- _Selected excerpt_:
Method for synthesizing echo effect from digital speech data

Info

Patent number: 4944014
Type: Grant
Filed: Dec 21, 1988
Date of Patent: Jul 24, 1990
Assignee: Texas Instruments Incorporated (Dallas, TX)
Inventor: Michel G. Stella (Dallas, TX)
Primary Examiner: Gary V. Harkcom
Assistant Examiner: John Merecki
Attorneys: William E. Hiller, N. Rhys Merrett, Mel Sharp
Application Number: 7/287,830

Abstract

An echo effect is synthesized in a coded digital sound signal. An input sound signal is stored as a plurality of sequential frames of similar duration, each frame (n) having characteristics including an energy (E). A delay period (d) is selected as equal to a number of time. For each frame (n) later than the duration of frames of the delay (d), the energy E(n) of the frame is compared to an attenuated energy aE(n-d) of an earlier frame (n-d), which is earlier in time than frame (n) by a number of frames equal to the delay (d). If the energy E(n) is less than the attenuated energy aE(n-d) of the earlier frame, the current frame is replaced in an output sequence with a new frame having the non-energy characteristics of the earlier frame and the attenuated energy.

- _Dataset rows_:
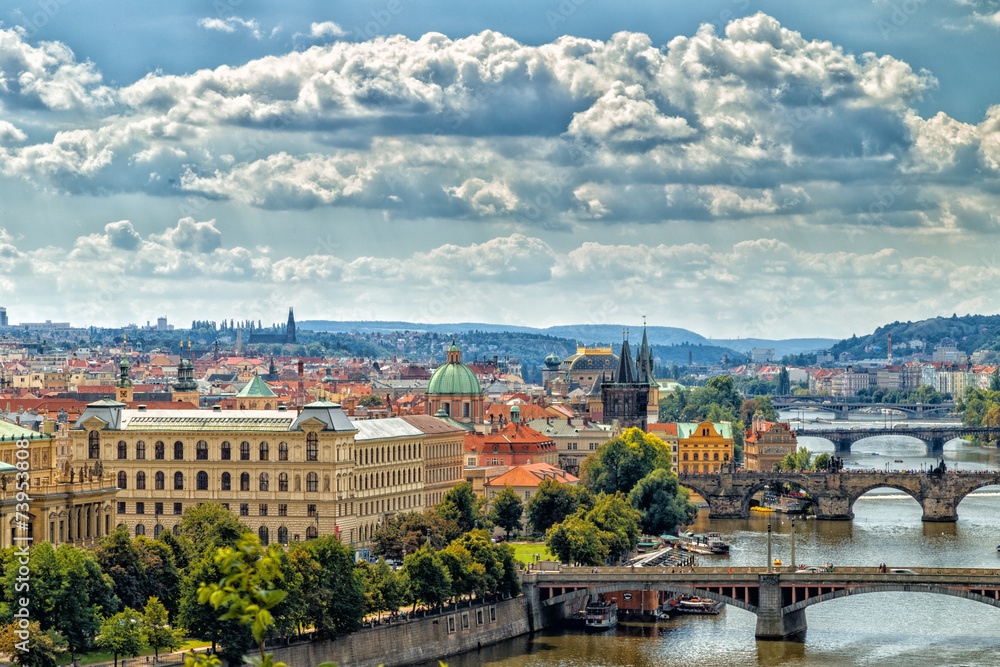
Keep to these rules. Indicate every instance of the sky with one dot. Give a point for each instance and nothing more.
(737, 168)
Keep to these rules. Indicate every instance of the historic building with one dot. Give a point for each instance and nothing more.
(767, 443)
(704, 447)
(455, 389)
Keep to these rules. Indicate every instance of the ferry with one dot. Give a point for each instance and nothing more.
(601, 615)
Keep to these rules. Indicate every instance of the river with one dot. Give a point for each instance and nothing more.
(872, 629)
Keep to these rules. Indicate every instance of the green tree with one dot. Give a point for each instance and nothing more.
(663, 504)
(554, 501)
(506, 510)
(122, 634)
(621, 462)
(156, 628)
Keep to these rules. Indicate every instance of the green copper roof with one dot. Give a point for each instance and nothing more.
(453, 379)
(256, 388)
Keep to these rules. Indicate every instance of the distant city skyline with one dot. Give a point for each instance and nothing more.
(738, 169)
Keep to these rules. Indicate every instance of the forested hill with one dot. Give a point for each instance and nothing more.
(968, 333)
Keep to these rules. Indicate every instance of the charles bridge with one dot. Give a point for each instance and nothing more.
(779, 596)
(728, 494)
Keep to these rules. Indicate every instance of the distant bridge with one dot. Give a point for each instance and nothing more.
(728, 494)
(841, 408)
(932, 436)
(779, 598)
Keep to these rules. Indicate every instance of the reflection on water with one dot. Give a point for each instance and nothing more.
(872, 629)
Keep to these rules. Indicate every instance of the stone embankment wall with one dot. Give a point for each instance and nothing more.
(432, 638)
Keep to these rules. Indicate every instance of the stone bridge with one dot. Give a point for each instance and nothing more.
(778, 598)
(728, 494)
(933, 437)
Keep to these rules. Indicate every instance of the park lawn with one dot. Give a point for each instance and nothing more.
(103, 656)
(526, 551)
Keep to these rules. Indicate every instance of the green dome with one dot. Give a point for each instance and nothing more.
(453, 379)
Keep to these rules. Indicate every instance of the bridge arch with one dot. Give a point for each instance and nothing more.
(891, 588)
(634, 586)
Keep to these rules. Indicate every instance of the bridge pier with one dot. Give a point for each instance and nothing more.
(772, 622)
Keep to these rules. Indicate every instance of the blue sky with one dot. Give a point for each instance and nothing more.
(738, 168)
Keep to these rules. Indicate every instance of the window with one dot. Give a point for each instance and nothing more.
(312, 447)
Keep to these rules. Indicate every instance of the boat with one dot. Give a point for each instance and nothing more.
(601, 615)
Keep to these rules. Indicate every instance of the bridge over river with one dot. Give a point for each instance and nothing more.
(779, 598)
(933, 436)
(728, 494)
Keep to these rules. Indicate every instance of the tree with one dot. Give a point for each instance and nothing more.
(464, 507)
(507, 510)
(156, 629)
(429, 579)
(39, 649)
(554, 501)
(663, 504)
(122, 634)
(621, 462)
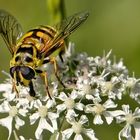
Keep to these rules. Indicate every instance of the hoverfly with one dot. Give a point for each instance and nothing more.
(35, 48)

- _Stated goal_: Extend the patent abstract on synthesizing an echo effect from digital speech data, picking up after its final sentence.

- _Written answer_:
Description

Description

TECHNICAL FIELD OF THE INVENTION

The present invention relates in general to speech and other sound synthesizers, and more particularly relates to a method for inserting an echo effect into an encoded sound signal.

BACKGROUND OF THE INVENTION

Linear predictive coding (LPC) is a conventional technique known in the art for representing a speech signal or other sound signal. This technique allows for the digital transmission of speech at medium to low bit rates, such as 1000 to 9600 bits per second. According to the LPC technique, a speech waveform is divided into consecutive frames having equal durations. The duration of each frame is typically on the order of ten to twenty milliseconds. Each frame includes a gain value related to the energy of the frame, a pitch value representing the fundamental frequency of the voice or sound, and a set of parameters representing the speech spectrum. Different types of non-energy parameters may be used in representing a frame, with the pitch value and a plurality of digital filter reflection coefficients being standard.

Linear predictive coding separates the parameters pertaining to the spectral envelope from those related to the vocal tract excitation or pitch for each speech frame. This separation of data in turn allows modifications in pitch, speed and energy, and permits the novel effect described below.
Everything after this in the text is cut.